━━ Gegebene Auflistung
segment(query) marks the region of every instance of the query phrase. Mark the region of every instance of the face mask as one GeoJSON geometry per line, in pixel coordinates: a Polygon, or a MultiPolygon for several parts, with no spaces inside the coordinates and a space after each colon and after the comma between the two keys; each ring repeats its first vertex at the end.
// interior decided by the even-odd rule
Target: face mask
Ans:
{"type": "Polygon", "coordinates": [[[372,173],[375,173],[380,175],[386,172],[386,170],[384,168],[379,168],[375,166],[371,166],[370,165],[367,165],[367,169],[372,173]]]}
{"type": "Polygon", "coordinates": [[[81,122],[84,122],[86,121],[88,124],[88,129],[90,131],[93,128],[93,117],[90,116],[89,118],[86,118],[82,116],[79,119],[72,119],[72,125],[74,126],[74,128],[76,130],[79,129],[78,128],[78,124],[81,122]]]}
━━━━
Aufgabenstellung: Kannst du die gesamte Auflistung oben Zeile für Zeile als Markdown-Tabelle wiedergeben, mit der Spalte „Nr.“ für die fortlaufende Nummer und der Spalte „Zeile“ für den jeweiligen Text? Leerzeilen bleiben dabei weg.

Lösung:
| Nr. | Zeile |
|---|---|
| 1 | segment(query) marks the region of every instance of the query phrase. Mark the region of every instance of the face mask as one GeoJSON geometry per line, in pixel coordinates: a Polygon, or a MultiPolygon for several parts, with no spaces inside the coordinates and a space after each colon and after the comma between the two keys; each ring repeats its first vertex at the end. |
| 2 | // interior decided by the even-odd rule |
| 3 | Target: face mask |
| 4 | Ans: |
| 5 | {"type": "Polygon", "coordinates": [[[372,173],[375,173],[380,175],[386,172],[386,170],[384,168],[379,168],[375,166],[371,166],[370,165],[367,165],[367,169],[372,173]]]} |
| 6 | {"type": "Polygon", "coordinates": [[[81,122],[84,122],[86,121],[88,124],[88,129],[90,131],[93,128],[93,117],[90,116],[89,118],[86,118],[82,116],[79,119],[72,119],[72,125],[74,126],[74,128],[76,130],[79,129],[78,128],[78,124],[81,122]]]} |